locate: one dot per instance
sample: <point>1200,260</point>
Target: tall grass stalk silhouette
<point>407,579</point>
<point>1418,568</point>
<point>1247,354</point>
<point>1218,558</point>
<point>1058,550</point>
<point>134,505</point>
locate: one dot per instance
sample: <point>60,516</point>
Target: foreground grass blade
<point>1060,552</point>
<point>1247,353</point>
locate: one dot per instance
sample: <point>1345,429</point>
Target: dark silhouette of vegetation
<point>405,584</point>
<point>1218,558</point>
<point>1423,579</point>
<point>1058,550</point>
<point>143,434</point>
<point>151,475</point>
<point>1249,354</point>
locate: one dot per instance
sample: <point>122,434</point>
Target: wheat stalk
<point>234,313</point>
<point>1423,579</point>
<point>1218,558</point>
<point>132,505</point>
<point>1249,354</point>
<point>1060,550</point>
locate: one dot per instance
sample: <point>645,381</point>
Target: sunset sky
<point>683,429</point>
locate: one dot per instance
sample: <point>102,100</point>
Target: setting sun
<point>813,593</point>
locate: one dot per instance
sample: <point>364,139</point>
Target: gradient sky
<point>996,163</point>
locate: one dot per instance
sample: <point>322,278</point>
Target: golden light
══════════════════════════════
▶ **TASK TO COMPLETE**
Swap "sky" for "horizon" throughout all the entries above and reproduce them with nothing else changed.

▶ **EXERCISE ANSWER**
locate: one dot per instance
sample: <point>1200,260</point>
Target: tall grass stalk silhouette
<point>407,579</point>
<point>1418,568</point>
<point>1247,354</point>
<point>1218,558</point>
<point>1058,550</point>
<point>134,505</point>
locate: one dot per instance
sample: <point>60,516</point>
Target: foreground grass blade
<point>1060,552</point>
<point>1247,353</point>
locate: one dot per instance
sample: <point>1345,429</point>
Target: dark silhouette of vegetation
<point>405,584</point>
<point>1218,558</point>
<point>1423,579</point>
<point>1058,550</point>
<point>143,434</point>
<point>151,475</point>
<point>1249,354</point>
locate: one dot per instance
sample: <point>122,434</point>
Target: wheat stalk
<point>234,313</point>
<point>1423,579</point>
<point>1218,558</point>
<point>132,505</point>
<point>1249,354</point>
<point>1060,550</point>
locate: one dot per instance
sample: <point>645,381</point>
Target: sunset horizon
<point>683,429</point>
locate: one dot per instance
sample: <point>102,100</point>
Target: setting sun
<point>813,593</point>
locate: one dot per instance
sample: <point>364,139</point>
Target: gradient horizon
<point>996,163</point>
locate: one dot per instance
sample: <point>322,278</point>
Target: golden light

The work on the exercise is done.